▸ Your goal
Write out the entries, please, from the line containing "of the lettuce" through their final line, exactly and with nothing else.
# Start of Available records
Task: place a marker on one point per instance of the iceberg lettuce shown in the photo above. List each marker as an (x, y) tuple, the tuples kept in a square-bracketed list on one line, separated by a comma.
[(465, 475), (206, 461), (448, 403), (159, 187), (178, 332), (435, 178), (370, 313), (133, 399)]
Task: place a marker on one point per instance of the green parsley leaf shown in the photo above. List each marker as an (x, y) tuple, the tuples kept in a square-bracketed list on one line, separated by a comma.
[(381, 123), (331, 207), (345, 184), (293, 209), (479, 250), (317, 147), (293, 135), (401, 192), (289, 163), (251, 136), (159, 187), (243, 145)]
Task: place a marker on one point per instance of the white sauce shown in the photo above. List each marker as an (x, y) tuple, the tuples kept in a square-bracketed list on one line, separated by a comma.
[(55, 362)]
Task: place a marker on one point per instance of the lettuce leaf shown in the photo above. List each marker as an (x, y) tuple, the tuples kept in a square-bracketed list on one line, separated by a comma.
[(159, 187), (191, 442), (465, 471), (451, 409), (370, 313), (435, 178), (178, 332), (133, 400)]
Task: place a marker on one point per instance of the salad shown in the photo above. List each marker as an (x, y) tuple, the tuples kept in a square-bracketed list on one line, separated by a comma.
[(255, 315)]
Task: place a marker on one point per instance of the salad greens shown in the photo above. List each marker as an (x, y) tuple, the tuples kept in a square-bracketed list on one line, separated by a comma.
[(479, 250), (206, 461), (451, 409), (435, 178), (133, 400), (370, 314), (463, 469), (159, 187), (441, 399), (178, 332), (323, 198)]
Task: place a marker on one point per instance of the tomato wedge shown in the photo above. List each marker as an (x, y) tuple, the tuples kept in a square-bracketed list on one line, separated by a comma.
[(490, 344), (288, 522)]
# End of Available records
▸ Correct result
Task: place a marker on one point per instance of the lettuce leaf shown in the photo above. List each marker as an (x, y) tuple, the tuples kept in a square-bracketed list on one line, separated by a comma.
[(159, 187), (191, 442), (465, 471), (451, 409), (370, 313), (435, 178), (178, 332), (133, 400)]
Task: place a marker on one point per instance of the salad shown in the photo above. List each marker as an (x, y) tuple, the tuples kept in a square-bracketed list on one line, separated by a comma.
[(255, 315)]
Task: place a marker on one point per instance of the salad greens shown in the photo above. List each marker as an (x, y) tuple, the tuples kept in a square-bracketed list on one line, separated by a comma.
[(479, 250), (206, 461), (451, 409), (435, 178), (133, 400), (370, 314), (463, 469), (159, 187), (441, 399), (178, 332), (323, 198)]
Task: place a marker on one point per instance of the tomato wedge shown in the photo above. List each marker as an (x, y) tuple, the tuples kept in a square-bracketed list on one line, separated by a comma.
[(490, 344), (288, 522)]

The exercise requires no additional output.